→ DATA TO PROCESS:
________
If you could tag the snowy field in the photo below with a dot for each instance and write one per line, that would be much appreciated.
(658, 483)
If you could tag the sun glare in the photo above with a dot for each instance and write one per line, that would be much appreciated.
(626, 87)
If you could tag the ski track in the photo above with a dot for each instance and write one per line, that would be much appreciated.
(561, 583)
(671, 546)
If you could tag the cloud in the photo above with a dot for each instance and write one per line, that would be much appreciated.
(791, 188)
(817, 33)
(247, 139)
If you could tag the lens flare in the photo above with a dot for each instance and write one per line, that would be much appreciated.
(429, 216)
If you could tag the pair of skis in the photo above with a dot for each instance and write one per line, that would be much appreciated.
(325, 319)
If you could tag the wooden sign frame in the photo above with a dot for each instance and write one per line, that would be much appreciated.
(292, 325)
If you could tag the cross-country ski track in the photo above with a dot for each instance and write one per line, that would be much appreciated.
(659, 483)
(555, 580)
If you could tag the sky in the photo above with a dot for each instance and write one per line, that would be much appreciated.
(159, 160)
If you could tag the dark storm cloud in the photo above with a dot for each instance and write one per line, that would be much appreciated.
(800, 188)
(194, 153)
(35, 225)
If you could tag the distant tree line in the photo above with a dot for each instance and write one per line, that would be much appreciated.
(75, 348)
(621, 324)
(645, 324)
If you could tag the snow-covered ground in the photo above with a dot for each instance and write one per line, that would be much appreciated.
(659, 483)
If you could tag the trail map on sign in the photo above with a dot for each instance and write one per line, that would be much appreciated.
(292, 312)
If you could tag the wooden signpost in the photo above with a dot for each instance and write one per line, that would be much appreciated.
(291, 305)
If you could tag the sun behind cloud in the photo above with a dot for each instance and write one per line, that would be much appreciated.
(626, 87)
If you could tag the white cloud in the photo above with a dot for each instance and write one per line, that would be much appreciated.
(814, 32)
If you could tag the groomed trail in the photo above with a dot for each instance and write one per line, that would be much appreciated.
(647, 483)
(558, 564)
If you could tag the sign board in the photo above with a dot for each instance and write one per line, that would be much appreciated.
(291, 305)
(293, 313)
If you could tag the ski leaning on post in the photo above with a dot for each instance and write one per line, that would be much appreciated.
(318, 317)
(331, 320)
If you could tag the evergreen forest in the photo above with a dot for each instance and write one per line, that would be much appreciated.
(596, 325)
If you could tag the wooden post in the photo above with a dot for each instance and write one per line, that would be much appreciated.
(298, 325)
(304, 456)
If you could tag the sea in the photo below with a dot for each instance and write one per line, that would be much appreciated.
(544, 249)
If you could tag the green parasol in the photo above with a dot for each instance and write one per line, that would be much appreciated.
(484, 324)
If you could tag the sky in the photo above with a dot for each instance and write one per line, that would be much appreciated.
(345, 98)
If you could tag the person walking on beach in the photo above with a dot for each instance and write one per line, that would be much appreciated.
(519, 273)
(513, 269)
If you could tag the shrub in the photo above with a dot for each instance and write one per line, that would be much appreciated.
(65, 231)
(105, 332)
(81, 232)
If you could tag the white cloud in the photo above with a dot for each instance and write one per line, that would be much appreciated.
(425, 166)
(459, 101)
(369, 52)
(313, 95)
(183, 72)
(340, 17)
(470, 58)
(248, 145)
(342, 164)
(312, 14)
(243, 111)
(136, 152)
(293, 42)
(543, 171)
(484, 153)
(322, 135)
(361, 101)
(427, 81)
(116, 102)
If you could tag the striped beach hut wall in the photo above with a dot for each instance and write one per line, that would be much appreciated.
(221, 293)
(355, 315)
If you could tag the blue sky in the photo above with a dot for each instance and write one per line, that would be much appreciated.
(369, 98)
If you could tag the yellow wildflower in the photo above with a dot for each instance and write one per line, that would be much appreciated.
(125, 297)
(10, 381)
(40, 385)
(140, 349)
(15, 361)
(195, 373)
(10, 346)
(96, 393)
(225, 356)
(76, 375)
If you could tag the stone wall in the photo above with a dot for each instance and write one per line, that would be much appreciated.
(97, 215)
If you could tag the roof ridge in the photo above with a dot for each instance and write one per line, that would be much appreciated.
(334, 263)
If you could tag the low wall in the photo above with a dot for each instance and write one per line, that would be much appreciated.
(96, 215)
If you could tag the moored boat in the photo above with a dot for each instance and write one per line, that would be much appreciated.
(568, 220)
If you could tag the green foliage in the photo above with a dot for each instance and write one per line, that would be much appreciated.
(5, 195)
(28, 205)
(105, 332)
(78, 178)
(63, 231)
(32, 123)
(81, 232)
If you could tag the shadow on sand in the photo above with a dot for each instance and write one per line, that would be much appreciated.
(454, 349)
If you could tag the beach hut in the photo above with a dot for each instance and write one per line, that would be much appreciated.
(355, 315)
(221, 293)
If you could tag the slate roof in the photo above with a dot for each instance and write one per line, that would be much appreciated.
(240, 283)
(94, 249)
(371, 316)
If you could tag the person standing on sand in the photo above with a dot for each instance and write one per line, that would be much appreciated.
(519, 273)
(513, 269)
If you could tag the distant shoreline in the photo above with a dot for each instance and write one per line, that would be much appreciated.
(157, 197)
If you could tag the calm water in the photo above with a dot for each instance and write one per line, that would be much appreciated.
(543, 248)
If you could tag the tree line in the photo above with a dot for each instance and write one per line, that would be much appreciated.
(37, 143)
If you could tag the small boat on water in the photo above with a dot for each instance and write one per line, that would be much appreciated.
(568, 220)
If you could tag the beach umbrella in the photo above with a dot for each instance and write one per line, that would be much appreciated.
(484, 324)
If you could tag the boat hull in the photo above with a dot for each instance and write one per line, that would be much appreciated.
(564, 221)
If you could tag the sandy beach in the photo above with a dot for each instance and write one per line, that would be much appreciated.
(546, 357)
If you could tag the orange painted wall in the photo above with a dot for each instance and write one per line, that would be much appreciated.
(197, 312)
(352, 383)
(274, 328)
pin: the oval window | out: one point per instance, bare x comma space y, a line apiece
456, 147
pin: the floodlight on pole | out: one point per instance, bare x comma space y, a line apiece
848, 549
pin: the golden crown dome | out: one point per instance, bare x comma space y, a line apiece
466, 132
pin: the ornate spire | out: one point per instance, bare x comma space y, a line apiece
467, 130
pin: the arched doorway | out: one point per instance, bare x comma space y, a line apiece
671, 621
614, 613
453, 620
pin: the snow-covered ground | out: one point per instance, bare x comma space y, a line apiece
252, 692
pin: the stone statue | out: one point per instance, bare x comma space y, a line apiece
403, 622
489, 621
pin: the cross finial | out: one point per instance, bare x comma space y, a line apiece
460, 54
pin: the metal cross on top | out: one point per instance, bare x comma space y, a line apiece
________
Print the records above exactly as written.

If you could tag the snowy field in the photo below with a dot for each instance and write one per line, that would be much appreciated.
(658, 483)
If you could tag the sun glare in the photo above with a dot for each instance and write one per line, that would be much appreciated.
(626, 87)
If you could tag the ski track in the photo above with a dot for each instance and write one per line, that would be much appreciated.
(561, 583)
(671, 546)
If you could tag the cloud in the photo above with a dot for each instance and write one per line, that would be much appreciated.
(791, 188)
(817, 33)
(247, 139)
If you could tag the lens flare in the photo above with a dot for each instance and write one per line, that would be much appreciated.
(429, 216)
If you could tag the pair of skis in the photo above with a dot for each instance and write one per line, that would be much appreciated.
(325, 319)
If you could tag the wooden sign frame in the photo above with a dot for each instance and write one per line, that would be much appreciated.
(292, 325)
If you could tag the cross-country ski track in the photo above with a dot for each instance and write one per line, that would be much appreciated.
(659, 483)
(555, 580)
If you could tag the sky in the photo above with a dot for each instance and write one per line, that would be much appreciated.
(159, 160)
If you could tag the dark storm cloud in the photo above with a dot for each instance and write one per line, that would be much appreciated.
(800, 188)
(194, 153)
(35, 225)
If you could tag the distant tree line in the photo above with a dot for each instance and write one per line, that would be much appreciated.
(75, 348)
(621, 324)
(645, 324)
If you could tag the snow-covered ground in the photo above with a dot for each instance and write one per line, that would be much appreciated.
(659, 483)
If you could tag the trail map on sign in the photo above with a dot for each instance and write one per line, that would be much appreciated.
(292, 312)
If you could tag the wooden signpost in the photo above with a dot for each instance and write one per line, that would be much appreciated.
(291, 305)
If you could tag the sun behind cloud in the photo above with a dot for each instance and write one per line, that would be much appreciated.
(626, 87)
If you could tag the white cloud in the photo above with a dot for each instance and write one per line, that would be much appreciated.
(814, 32)
If you could tag the groomed trail in the photo above with a dot for each instance and write one per line, that would be much appreciated.
(647, 483)
(558, 564)
If you could tag the sign board in the photo above with a dot for each instance and write one per line, that would be much appreciated.
(291, 305)
(293, 313)
If you could tag the ski leaning on post in the photo above with a dot for each instance and write one per line, that would be much appreciated.
(318, 317)
(331, 320)
If you could tag the evergreen forest in the photo above with a dot for each instance and write one per line, that would be much appreciated.
(596, 325)
If you could tag the wooden post in the photo above with a dot for each instance and write one per line, that would be much appreciated.
(298, 325)
(304, 456)
If you could tag the sea in the photo below with a dot for each instance and write one per line, that would be much appreciated.
(544, 249)
If you could tag the green parasol in the photo above with a dot for each instance and write one per line, that would be much appreciated.
(484, 324)
If you could tag the sky in the photo above with a dot for each instance and write one per line, that would be much appreciated.
(345, 98)
If you could tag the person walking on beach in the photo above with a dot for each instance and write one per line, that would be much appreciated.
(519, 273)
(513, 269)
If you could tag the shrub in the photo above with a dot for each instance and write one per line, that would be much appreciated.
(65, 231)
(105, 332)
(81, 232)
If you could tag the white cloud in the photo above with a dot for each instance and write one per line, that would be much appreciated.
(425, 166)
(459, 101)
(369, 52)
(313, 95)
(183, 72)
(340, 17)
(470, 58)
(248, 145)
(342, 164)
(312, 14)
(243, 111)
(136, 152)
(293, 42)
(543, 171)
(484, 153)
(322, 135)
(361, 101)
(427, 81)
(116, 102)
If you could tag the striped beach hut wall in the photo above with a dot for each instance and write one per line, that would be much appreciated.
(221, 293)
(355, 315)
If you could tag the blue sky in the photo above with a dot for each instance and write one per line, that would be much appreciated.
(369, 98)
If you could tag the yellow wildflower in the photo above with a dot for each instance and write one per line, that would be much appreciated.
(125, 297)
(10, 381)
(40, 385)
(140, 349)
(15, 361)
(195, 373)
(10, 346)
(96, 393)
(225, 356)
(76, 375)
If you could tag the stone wall in the photo above with a dot for each instance and write one per line, that would be much appreciated.
(97, 215)
If you could tag the roof ridge in the photo above with a dot for each instance and write one per line, that would be much appreciated.
(334, 263)
If you could tag the low wall in the photo above with a dot for each instance and write one per line, that would be much appreciated.
(96, 215)
If you could tag the moored boat in the photo above with a dot for each instance and write one per line, that would be much appreciated.
(568, 220)
If you could tag the green foliage in the photo above with a dot for each instance and write one per line, that would be much appreciated.
(5, 195)
(28, 205)
(105, 332)
(78, 178)
(63, 231)
(32, 123)
(81, 232)
If you could tag the shadow on sand in the photo above with a dot for each instance and write one per line, that would be much appreciated.
(454, 349)
If you could tag the beach hut in the photo above with a dot for each instance and write one per line, that would be much appreciated.
(355, 315)
(221, 293)
If you could tag the slate roof in the photo above with a dot for each instance and write one per line, that would be much appreciated.
(240, 283)
(94, 249)
(371, 316)
If you could tag the person standing on sand in the photo above with a dot for each instance and write one per line, that would be much appreciated.
(519, 273)
(513, 269)
If you could tag the distant shoreline in the photo above with a dot for each instance and write one per line, that would be much appreciated.
(157, 197)
If you could tag the calm water in the photo above with a dot for each instance and write one per line, that would be much appreciated.
(543, 248)
If you could tag the tree line in the photo above with a dot for each instance and write one per line, that would be much appreciated.
(37, 143)
If you could tag the small boat on water in the photo above with a dot for each instance and write one per line, that would be much appreciated.
(568, 220)
If you could tag the beach umbrella in the photo above with a dot for each instance and write one per line, that would be much appreciated.
(484, 324)
If you could tag the boat hull in the photo above with a dot for each instance and write one per line, that would be much appreciated.
(564, 221)
If you could tag the sandy beach in the photo above with a dot for each instance and write one per line, that would be much appreciated.
(546, 357)
If you could tag the orange painted wall in the photo above with a dot for each instance and write one per line, that would be much appreciated.
(197, 312)
(352, 383)
(274, 328)
pin: the oval window | out: one point per instance, bare x comma space y, a line apiece
456, 147
pin: the floodlight on pole | out: one point per instance, bare x comma space y, a line apiece
848, 549
pin: the golden crown dome | out: one point per instance, bare x comma space y, a line apiece
466, 132
pin: the ornate spire | out: one point per instance, bare x comma space y, a line apiece
467, 130
pin: the arched doorway | out: one point per instance, bare x comma space y, a line apiece
671, 621
614, 613
453, 620
pin: the snow-covered ground | out: one point per instance, bare x comma space y, a line apiece
252, 692
pin: the stone statue | out: one point per instance, bare x comma space y, a line apiece
403, 622
489, 621
pin: the cross finial | out: one point per instance, bare x comma space y, a line apiece
460, 54
pin: the metal cross on top | out: one point per instance, bare x comma space y, a line apiece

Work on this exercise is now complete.